Stored entries:
──────────────────────────────
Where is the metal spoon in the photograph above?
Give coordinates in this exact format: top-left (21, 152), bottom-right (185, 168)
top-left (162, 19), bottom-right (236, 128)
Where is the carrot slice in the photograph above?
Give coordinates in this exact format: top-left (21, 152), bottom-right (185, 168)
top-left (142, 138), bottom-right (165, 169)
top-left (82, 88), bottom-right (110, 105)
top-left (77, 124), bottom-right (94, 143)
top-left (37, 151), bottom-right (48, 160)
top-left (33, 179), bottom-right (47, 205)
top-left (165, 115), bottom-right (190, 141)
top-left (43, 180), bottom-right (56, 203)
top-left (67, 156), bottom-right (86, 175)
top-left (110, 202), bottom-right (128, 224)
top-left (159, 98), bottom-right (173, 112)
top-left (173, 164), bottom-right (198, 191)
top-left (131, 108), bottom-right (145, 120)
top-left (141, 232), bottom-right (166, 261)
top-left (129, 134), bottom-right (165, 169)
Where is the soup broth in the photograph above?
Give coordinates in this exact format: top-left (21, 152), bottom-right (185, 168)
──────────────────────────────
WHAT IS REQUIRED ::
Quote all of the entries verbatim.

WRITTEN REPLY ::
Where is the metal spoon in the photograph above?
Give coordinates in this exact format: top-left (21, 152), bottom-right (185, 168)
top-left (162, 19), bottom-right (236, 128)
Where is the carrot slice in the photograph above?
Give coordinates in this exact format: top-left (21, 152), bottom-right (185, 168)
top-left (142, 138), bottom-right (165, 169)
top-left (82, 88), bottom-right (110, 105)
top-left (77, 124), bottom-right (94, 143)
top-left (37, 151), bottom-right (48, 160)
top-left (33, 179), bottom-right (47, 205)
top-left (165, 115), bottom-right (190, 141)
top-left (43, 180), bottom-right (56, 203)
top-left (67, 156), bottom-right (86, 175)
top-left (110, 202), bottom-right (128, 224)
top-left (159, 98), bottom-right (173, 112)
top-left (173, 164), bottom-right (198, 191)
top-left (131, 108), bottom-right (145, 120)
top-left (141, 232), bottom-right (166, 261)
top-left (129, 134), bottom-right (165, 169)
Where is the soup broth in the photograph above?
Give coordinates in this exact format: top-left (21, 152), bottom-right (185, 168)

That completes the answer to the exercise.